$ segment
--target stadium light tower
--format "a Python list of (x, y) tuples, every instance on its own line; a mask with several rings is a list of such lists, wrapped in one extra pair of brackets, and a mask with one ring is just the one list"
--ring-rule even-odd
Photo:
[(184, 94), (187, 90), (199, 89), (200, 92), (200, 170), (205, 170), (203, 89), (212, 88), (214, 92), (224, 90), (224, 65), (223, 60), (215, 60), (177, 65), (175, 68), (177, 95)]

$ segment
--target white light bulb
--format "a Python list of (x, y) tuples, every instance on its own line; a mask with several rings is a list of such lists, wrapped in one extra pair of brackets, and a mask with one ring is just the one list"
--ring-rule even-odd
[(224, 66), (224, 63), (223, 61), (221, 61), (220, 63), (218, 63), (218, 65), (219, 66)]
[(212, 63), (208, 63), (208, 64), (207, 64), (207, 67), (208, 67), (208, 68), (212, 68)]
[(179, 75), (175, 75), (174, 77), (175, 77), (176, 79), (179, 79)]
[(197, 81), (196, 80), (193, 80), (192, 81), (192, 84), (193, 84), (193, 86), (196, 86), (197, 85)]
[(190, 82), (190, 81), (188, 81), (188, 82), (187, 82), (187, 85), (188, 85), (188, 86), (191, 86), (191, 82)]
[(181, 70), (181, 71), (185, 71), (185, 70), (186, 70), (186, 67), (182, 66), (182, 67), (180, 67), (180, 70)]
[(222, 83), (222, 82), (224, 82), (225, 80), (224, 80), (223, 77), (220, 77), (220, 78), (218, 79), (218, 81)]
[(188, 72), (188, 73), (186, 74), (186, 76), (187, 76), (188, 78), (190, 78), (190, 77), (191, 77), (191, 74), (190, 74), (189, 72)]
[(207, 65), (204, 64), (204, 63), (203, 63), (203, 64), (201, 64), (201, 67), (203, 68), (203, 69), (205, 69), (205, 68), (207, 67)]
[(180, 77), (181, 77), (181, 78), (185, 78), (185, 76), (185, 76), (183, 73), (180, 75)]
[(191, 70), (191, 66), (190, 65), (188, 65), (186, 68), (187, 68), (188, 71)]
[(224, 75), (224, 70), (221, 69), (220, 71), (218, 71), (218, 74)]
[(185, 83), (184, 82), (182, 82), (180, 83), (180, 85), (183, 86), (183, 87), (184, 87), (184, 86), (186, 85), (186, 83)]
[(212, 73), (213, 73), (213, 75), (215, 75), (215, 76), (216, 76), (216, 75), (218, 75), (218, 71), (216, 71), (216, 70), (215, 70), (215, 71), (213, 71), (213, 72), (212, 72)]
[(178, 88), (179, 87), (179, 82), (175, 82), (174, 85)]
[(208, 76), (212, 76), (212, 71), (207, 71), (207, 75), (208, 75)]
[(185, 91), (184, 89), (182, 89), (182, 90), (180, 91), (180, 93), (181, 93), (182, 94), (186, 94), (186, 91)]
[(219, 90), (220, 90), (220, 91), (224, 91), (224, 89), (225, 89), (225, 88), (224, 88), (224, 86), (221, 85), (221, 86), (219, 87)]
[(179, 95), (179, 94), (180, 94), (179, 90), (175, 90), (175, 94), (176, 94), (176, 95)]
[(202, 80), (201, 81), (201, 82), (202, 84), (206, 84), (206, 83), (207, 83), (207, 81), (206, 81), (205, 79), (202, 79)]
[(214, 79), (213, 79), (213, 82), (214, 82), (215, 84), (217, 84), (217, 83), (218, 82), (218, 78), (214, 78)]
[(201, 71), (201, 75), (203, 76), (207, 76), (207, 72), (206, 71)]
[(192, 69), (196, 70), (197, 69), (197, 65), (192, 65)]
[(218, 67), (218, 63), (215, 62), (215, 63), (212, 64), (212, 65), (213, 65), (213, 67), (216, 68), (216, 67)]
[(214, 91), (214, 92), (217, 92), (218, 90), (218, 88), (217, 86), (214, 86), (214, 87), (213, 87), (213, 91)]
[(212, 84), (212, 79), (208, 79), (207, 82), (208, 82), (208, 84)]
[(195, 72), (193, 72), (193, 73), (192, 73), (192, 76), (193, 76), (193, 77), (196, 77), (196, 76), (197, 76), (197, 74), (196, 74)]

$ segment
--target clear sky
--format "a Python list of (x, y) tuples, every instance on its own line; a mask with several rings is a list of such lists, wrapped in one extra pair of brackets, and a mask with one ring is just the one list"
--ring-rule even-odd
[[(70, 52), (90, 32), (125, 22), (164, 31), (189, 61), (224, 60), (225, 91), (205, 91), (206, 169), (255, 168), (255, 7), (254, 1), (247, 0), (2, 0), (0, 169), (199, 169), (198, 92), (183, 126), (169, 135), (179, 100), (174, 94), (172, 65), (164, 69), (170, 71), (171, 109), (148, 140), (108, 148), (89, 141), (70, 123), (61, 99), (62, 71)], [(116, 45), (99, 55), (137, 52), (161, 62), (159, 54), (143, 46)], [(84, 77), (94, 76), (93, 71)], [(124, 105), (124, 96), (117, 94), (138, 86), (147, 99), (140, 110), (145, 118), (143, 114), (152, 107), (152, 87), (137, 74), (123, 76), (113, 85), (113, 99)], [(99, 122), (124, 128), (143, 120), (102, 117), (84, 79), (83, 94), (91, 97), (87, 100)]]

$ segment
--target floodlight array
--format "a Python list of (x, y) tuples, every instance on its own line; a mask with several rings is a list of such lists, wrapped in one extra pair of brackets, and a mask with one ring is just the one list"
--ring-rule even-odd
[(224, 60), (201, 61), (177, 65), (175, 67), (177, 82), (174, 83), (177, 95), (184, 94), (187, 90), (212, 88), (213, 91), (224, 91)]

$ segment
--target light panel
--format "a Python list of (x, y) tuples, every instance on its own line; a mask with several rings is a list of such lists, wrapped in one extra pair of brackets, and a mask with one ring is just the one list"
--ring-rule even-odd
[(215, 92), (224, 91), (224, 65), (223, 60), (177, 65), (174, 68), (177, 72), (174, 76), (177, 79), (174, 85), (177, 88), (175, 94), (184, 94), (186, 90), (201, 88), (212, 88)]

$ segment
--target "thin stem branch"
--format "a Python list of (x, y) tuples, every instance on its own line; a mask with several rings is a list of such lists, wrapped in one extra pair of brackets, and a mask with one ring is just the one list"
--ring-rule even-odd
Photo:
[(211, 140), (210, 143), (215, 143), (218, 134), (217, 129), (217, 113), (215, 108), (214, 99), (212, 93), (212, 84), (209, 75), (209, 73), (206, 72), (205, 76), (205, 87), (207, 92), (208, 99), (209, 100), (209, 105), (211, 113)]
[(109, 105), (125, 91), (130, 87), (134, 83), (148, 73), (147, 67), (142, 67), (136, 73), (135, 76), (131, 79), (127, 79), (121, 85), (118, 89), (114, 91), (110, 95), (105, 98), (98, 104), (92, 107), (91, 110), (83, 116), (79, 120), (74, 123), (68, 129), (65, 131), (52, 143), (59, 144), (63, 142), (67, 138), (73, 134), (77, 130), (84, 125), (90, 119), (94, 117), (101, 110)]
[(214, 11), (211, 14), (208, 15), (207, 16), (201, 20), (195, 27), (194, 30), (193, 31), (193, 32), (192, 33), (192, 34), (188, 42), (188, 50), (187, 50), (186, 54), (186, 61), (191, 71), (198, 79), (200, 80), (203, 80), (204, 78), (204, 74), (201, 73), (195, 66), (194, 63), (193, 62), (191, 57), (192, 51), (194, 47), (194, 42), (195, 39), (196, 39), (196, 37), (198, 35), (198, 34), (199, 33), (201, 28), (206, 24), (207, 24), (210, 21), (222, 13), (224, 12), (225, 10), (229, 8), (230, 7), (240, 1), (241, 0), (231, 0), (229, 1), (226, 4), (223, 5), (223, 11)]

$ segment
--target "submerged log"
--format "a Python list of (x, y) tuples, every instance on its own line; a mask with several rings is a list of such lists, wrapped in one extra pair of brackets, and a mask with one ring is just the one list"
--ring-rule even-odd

=====

_Stated problem_. Copy out, in full, every line of the records that contains the string "target".

_Right answer_.
--target stadium light tower
--target white light bulb
--target clear sky
--target floodlight array
--target light panel
--target "thin stem branch"
--target "submerged log"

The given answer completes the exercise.